ПОСТАВЛЕННАЯ ЗАДАЧА:
Подхватите воспоминания о студенческой практике и поездке в Дубну и продолжите их сразу после последнего предложения.

Читать книгу Исследователи - Виталий Коновалов - Страница 6

Теория шести рукопожатий
3. Остров Дубна

Оглавление

В Дубну я попал благодаря профессору Виктору Иосифовичу Гроховскому, человеку и астероиду. Ну то есть это он сейчас профессор, ставший знаменитым благодаря Челябинскому метеориту и астероид в его честь назван, а тогда, в 1991 году, он был доцентом, заведовал лабораторией неразрушающего контроля качества и занимался исследованием внеземного вещества. В качестве студента «на науке» я готовил шлифы метеоритов для микроскопического исследования. Мерно, «восьмерками», водил кусочком космического булыжника по стеклу, намазанным пастой с алмазами субмикронного размера. Получающаяся при этом пыль намертво въедается в поры на кончиках пальцев и сходит только вместе с кожей. Зато, когда меня спрашивали, в чем я испачкал руки, я гордо отвечал: «В звездной пыли пополам с алмазами». Не врал, что характерно, но мне все равно никто не верил…

После третьего курса студентам полагалось проходить «производственную практику». Проблема была в том, что курс у нас был двойного размера – студентов перестали брать в армию, а тех, кого взяли, вернули. А мест для практики осталось, как раньше. Поэтому меня прямо к Гроховскому и определили, чему он совершенно не был рад, ибо на это время планировал отпуск. Я возьми и ляпни: «Ну Вы же всех знаете, может быть, Вы устроите меня на практику в какое-нибудь приличное место, в Серпухов, например, или в Дубну…» Виктор Иосич посмеялся наглости студента, захотевшего в мировые научные центры, а через три дня я нашел на своем столе в лаборатории записку: «Виталий, дождитесь меня, надо поговорить насчет Дубны. В.И.Г.»

ПОКАЗАННЫЙ МАТЕРИАЛ:

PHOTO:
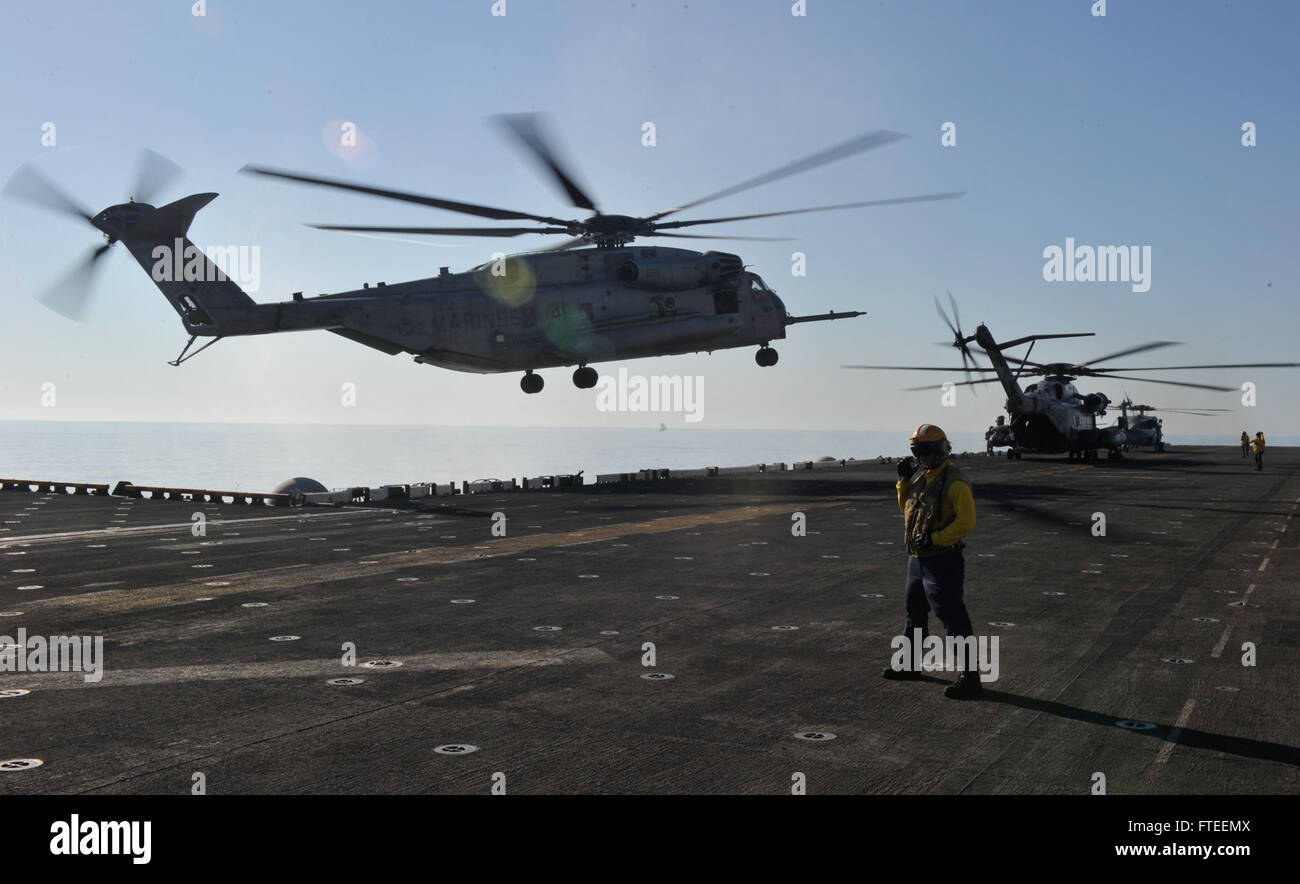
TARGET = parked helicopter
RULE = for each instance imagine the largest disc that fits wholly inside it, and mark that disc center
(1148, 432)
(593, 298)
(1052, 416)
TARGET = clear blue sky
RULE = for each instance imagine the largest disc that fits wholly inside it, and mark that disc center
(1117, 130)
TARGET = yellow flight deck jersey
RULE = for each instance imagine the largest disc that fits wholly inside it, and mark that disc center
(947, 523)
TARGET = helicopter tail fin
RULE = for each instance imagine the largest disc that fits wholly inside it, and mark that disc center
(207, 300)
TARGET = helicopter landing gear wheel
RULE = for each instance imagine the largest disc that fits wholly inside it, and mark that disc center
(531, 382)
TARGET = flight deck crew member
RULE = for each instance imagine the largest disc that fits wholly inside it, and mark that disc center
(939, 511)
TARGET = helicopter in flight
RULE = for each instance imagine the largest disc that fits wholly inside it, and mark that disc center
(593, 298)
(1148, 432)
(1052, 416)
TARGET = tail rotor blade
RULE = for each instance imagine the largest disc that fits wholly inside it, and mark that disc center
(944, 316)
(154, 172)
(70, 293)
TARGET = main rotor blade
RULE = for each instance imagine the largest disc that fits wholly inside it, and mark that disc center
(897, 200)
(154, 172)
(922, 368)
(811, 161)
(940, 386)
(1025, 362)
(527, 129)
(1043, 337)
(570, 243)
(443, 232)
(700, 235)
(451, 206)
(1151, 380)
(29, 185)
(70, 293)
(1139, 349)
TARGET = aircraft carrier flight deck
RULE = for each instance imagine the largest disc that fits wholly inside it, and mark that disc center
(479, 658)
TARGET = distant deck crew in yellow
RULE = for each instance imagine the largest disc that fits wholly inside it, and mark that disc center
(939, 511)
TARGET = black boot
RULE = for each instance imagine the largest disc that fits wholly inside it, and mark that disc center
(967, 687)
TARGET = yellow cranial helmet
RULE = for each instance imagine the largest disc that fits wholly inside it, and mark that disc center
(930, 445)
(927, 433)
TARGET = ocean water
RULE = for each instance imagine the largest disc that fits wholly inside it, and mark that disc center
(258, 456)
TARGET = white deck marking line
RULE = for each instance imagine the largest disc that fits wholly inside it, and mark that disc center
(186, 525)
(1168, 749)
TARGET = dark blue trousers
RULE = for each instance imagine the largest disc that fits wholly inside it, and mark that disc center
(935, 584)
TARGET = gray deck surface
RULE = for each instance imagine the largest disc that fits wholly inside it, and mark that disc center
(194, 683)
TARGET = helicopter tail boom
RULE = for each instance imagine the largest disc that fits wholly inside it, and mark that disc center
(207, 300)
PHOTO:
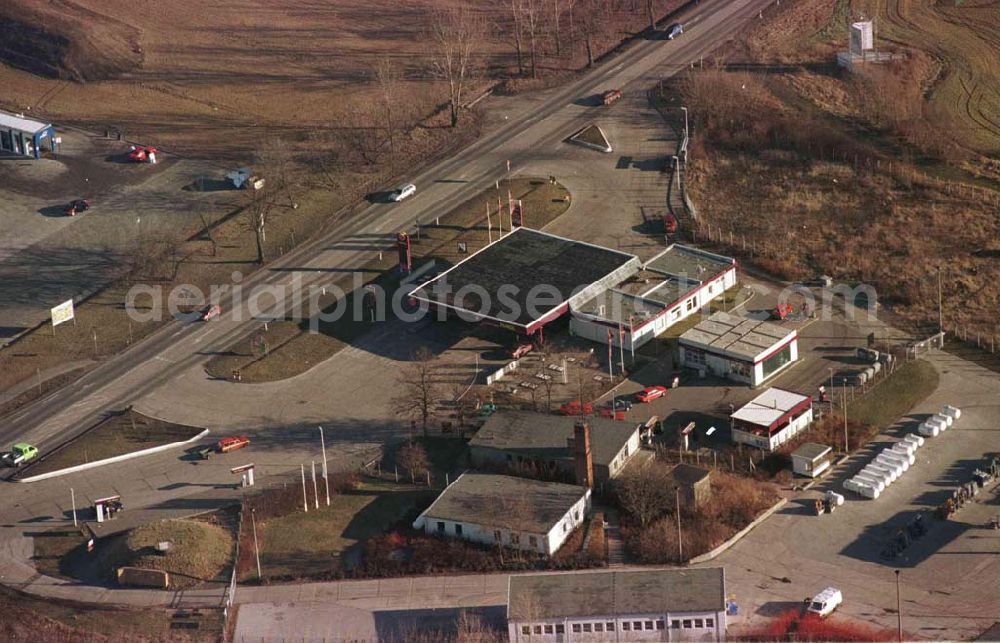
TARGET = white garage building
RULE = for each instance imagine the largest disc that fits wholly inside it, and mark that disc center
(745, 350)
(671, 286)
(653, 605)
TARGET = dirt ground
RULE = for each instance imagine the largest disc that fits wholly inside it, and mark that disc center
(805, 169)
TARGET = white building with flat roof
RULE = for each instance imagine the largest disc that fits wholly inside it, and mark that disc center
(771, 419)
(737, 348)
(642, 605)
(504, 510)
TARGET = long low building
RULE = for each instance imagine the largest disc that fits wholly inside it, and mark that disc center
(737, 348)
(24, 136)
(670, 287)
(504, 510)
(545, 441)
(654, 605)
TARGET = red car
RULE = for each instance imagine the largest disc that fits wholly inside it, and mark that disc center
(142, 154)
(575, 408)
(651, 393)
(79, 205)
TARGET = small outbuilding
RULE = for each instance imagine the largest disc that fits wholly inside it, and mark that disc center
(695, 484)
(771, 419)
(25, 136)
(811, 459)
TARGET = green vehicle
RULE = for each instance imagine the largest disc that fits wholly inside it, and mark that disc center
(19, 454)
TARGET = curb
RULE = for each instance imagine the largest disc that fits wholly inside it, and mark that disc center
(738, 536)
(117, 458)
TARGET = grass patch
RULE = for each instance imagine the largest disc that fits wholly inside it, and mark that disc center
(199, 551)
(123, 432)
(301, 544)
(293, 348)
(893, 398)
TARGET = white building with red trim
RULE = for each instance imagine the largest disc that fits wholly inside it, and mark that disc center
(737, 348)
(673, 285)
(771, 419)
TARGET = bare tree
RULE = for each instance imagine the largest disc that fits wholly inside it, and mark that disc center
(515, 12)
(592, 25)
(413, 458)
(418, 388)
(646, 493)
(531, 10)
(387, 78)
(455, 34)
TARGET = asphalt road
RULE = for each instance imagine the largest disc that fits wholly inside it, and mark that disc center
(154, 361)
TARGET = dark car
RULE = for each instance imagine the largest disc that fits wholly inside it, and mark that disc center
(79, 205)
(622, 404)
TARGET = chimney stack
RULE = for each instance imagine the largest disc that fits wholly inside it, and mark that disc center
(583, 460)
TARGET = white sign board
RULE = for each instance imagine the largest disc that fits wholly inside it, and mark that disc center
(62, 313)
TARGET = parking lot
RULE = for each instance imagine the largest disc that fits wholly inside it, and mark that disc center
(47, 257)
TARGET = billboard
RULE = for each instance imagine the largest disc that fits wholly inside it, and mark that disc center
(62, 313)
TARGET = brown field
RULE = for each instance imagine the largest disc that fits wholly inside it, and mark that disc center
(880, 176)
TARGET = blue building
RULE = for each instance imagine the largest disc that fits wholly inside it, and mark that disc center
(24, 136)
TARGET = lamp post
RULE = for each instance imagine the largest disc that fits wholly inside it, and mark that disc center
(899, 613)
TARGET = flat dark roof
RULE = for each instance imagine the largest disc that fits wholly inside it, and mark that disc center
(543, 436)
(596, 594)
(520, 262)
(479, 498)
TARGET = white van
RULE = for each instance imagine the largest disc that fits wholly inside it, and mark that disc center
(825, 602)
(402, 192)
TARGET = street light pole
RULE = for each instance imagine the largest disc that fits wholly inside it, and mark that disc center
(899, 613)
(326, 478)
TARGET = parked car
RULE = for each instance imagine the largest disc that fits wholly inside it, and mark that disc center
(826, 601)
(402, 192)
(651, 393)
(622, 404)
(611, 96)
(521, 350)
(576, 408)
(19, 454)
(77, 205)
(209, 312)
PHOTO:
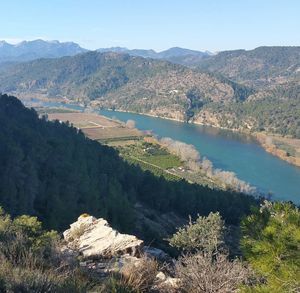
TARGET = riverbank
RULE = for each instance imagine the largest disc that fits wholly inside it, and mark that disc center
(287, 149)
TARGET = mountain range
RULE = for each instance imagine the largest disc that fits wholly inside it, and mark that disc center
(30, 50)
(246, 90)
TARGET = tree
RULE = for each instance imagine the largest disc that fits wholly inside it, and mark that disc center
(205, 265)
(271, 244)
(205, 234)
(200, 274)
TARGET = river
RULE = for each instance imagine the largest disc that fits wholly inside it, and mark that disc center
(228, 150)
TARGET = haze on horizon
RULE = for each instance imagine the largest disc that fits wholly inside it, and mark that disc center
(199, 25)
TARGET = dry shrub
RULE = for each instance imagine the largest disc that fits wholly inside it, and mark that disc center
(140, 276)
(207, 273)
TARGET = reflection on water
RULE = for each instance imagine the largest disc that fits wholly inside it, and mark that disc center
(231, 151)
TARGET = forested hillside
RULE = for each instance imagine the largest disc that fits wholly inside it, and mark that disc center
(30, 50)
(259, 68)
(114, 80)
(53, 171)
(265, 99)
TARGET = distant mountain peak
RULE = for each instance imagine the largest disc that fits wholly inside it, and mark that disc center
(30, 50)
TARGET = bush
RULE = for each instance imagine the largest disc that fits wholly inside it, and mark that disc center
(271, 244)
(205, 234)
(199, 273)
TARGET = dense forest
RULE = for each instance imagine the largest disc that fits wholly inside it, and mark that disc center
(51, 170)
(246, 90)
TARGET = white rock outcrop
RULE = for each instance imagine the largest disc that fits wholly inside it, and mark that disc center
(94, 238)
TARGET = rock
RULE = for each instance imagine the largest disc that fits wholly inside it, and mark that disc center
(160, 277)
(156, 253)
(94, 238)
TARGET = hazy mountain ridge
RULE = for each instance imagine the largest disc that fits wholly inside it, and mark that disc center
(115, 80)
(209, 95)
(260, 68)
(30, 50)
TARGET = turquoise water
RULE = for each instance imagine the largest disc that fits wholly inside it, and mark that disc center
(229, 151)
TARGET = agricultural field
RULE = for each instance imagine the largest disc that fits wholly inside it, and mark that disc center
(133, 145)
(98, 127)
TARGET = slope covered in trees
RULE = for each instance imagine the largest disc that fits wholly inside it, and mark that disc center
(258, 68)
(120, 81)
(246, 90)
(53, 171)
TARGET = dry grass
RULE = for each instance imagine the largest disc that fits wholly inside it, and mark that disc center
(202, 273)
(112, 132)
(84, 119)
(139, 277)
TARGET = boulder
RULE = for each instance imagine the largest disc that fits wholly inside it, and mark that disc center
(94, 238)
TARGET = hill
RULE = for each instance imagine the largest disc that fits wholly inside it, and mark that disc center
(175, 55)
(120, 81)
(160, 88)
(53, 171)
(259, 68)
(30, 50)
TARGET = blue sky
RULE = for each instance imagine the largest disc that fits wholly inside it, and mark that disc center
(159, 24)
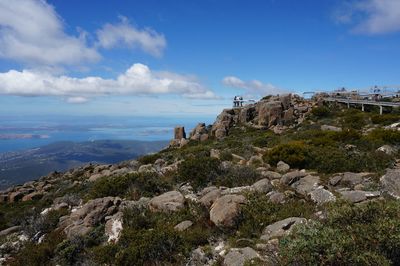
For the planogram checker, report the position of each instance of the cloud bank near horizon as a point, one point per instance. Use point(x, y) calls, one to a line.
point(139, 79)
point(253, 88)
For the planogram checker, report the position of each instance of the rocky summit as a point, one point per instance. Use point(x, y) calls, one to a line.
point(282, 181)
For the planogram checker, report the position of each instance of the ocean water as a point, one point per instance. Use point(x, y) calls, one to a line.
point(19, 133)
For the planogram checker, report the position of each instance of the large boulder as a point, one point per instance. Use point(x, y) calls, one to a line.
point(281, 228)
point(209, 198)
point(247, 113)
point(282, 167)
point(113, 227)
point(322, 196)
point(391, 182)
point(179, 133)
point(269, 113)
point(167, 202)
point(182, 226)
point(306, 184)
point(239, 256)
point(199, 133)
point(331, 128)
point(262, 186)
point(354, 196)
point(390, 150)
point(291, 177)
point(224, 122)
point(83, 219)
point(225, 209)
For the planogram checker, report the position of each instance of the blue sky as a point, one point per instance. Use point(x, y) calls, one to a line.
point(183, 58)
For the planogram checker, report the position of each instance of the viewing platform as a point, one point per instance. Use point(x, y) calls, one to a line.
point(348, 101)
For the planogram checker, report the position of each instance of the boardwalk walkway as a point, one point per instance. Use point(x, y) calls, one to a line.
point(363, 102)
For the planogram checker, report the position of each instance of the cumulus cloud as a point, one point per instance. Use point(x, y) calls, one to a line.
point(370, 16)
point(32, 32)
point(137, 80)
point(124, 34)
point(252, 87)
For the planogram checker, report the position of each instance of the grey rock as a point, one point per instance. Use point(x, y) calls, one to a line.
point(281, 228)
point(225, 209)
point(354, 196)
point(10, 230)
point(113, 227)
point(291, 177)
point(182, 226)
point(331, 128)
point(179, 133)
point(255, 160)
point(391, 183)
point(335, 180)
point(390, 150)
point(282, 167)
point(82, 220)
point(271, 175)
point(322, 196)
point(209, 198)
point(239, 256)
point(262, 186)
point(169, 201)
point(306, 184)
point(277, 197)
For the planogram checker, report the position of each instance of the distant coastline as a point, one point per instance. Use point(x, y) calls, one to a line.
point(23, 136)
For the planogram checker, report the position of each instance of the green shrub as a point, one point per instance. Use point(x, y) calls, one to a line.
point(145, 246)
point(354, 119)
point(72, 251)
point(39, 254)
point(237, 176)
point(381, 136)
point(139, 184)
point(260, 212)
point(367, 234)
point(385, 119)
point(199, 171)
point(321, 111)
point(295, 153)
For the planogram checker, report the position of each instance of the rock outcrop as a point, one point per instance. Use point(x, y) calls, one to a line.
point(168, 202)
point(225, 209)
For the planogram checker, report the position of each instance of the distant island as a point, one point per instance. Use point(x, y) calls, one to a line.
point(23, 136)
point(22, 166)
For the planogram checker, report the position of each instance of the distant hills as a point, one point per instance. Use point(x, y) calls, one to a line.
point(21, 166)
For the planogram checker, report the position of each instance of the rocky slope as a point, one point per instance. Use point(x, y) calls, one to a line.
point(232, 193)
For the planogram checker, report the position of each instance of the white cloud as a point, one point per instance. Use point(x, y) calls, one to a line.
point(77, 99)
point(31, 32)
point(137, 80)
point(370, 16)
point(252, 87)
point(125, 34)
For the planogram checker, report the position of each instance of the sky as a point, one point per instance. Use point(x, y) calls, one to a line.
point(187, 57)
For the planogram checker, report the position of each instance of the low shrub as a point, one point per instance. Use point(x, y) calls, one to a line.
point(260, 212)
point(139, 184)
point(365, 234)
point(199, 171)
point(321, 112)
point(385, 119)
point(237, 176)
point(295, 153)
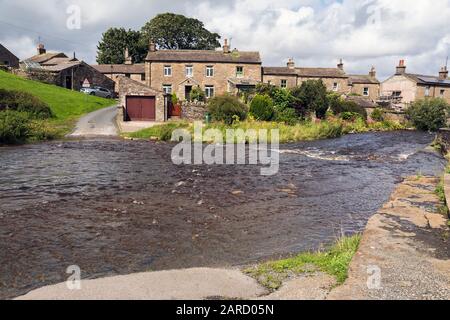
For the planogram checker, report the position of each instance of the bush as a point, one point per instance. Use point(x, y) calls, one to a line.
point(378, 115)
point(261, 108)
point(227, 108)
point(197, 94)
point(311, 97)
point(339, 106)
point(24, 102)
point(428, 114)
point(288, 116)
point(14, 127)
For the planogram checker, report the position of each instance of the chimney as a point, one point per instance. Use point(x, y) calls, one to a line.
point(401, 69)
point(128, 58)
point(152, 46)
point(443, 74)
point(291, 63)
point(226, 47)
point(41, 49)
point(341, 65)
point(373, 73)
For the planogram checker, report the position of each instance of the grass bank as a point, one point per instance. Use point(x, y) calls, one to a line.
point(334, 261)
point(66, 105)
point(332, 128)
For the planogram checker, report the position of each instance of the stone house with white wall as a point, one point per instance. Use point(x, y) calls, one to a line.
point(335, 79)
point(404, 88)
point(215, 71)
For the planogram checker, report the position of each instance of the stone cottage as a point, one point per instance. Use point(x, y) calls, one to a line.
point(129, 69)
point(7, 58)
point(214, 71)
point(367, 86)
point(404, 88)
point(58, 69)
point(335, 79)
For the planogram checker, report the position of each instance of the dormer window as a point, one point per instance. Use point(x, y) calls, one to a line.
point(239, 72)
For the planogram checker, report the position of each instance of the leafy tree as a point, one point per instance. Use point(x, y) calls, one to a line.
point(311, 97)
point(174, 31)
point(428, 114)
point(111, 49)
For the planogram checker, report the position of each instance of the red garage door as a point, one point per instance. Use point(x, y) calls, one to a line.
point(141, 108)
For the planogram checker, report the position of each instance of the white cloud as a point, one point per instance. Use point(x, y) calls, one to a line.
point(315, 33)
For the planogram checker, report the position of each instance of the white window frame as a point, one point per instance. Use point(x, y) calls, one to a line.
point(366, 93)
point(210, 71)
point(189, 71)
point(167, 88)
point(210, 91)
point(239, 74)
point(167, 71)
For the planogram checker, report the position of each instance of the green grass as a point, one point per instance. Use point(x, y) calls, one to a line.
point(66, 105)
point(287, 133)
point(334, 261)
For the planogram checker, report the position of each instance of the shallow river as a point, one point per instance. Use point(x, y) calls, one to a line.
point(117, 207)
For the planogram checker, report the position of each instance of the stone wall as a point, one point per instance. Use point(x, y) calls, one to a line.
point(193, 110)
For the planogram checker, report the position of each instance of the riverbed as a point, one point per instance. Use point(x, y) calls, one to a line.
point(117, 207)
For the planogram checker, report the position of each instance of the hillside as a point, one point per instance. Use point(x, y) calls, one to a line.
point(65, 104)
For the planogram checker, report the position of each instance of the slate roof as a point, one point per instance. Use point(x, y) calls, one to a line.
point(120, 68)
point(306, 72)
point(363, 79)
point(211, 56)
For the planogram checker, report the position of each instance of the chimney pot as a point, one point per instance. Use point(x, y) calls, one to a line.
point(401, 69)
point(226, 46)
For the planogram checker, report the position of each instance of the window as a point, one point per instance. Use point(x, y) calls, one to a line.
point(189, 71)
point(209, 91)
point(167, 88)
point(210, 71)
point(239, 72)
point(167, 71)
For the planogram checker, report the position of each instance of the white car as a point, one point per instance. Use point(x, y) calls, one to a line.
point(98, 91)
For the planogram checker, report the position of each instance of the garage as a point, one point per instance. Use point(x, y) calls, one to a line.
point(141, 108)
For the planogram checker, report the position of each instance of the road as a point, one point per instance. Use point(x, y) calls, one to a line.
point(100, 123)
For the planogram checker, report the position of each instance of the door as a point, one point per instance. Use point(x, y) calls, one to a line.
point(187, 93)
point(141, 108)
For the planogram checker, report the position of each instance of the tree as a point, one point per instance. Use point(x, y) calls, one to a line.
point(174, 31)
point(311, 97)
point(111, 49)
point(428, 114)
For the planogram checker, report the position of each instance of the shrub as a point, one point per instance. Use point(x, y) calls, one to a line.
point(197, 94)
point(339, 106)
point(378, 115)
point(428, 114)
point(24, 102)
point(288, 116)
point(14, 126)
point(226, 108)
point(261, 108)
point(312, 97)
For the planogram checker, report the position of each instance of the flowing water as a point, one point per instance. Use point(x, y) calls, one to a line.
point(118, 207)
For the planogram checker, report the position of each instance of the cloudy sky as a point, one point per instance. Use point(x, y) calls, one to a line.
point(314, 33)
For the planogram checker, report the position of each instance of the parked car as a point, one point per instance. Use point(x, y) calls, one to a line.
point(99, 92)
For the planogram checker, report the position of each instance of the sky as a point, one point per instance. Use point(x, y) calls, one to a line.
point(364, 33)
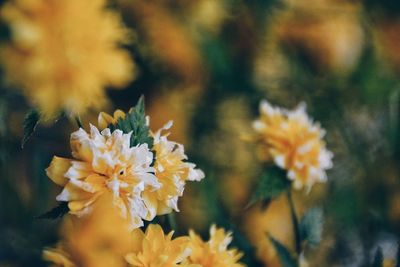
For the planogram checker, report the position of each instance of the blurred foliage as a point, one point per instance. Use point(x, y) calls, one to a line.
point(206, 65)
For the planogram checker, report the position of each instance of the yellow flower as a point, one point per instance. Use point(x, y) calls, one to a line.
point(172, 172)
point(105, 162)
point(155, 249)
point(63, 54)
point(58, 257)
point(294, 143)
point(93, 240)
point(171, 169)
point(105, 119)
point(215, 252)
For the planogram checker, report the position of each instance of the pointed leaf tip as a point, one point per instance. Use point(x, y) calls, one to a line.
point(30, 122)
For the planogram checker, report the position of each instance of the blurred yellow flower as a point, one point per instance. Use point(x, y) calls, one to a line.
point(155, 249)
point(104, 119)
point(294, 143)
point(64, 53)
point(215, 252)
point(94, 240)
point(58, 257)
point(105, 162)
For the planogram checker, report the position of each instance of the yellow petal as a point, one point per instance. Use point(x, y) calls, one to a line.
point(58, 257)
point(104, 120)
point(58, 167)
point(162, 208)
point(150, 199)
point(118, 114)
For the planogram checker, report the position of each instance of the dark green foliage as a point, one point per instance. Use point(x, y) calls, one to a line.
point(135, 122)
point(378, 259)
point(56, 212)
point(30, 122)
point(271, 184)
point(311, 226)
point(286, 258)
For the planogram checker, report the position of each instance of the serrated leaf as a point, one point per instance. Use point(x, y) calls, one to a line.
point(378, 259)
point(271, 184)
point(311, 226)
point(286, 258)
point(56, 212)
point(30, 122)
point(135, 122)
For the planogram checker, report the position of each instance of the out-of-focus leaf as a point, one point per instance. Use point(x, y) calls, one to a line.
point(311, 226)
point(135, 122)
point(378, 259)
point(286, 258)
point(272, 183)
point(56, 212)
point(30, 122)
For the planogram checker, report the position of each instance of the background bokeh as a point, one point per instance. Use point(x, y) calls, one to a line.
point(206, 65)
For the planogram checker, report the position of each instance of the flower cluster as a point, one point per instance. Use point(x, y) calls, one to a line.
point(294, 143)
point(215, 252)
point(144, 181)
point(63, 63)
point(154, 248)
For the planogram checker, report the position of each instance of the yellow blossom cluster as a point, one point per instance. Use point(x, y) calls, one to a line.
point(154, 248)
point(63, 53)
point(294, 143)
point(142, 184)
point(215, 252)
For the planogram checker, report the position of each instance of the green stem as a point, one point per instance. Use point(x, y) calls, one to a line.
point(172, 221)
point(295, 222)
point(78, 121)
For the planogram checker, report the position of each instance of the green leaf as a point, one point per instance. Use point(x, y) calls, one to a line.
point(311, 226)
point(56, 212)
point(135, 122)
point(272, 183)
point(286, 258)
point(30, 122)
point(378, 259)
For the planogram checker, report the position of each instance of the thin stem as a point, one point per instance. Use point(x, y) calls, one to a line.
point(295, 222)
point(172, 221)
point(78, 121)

ОЖИДАЕМЫЙ ОТВЕТ:
Так я и оказался в августе 1991 года в Дубне. Разумеется, не удержался и во время «путча» метнулся в Москву. Поехал на Манежку, застал там деморализованных танкистов. Капитан, сидящий на броне, на прямой вопрос «А кто вами командует?» протянул мне шлемофон, в котором слышны были только атмосферные шумы, и зло ответил: «Да х… их там знает!» Они должны были бы не пущать демонстрацию, несущую трехсотметровый триколор, но расступились. Видел Гавриила Попова, выступавшего с балкона здания Моссовета на тогда еще улице Горького, и Бориса Ельцина, стоящего на танке.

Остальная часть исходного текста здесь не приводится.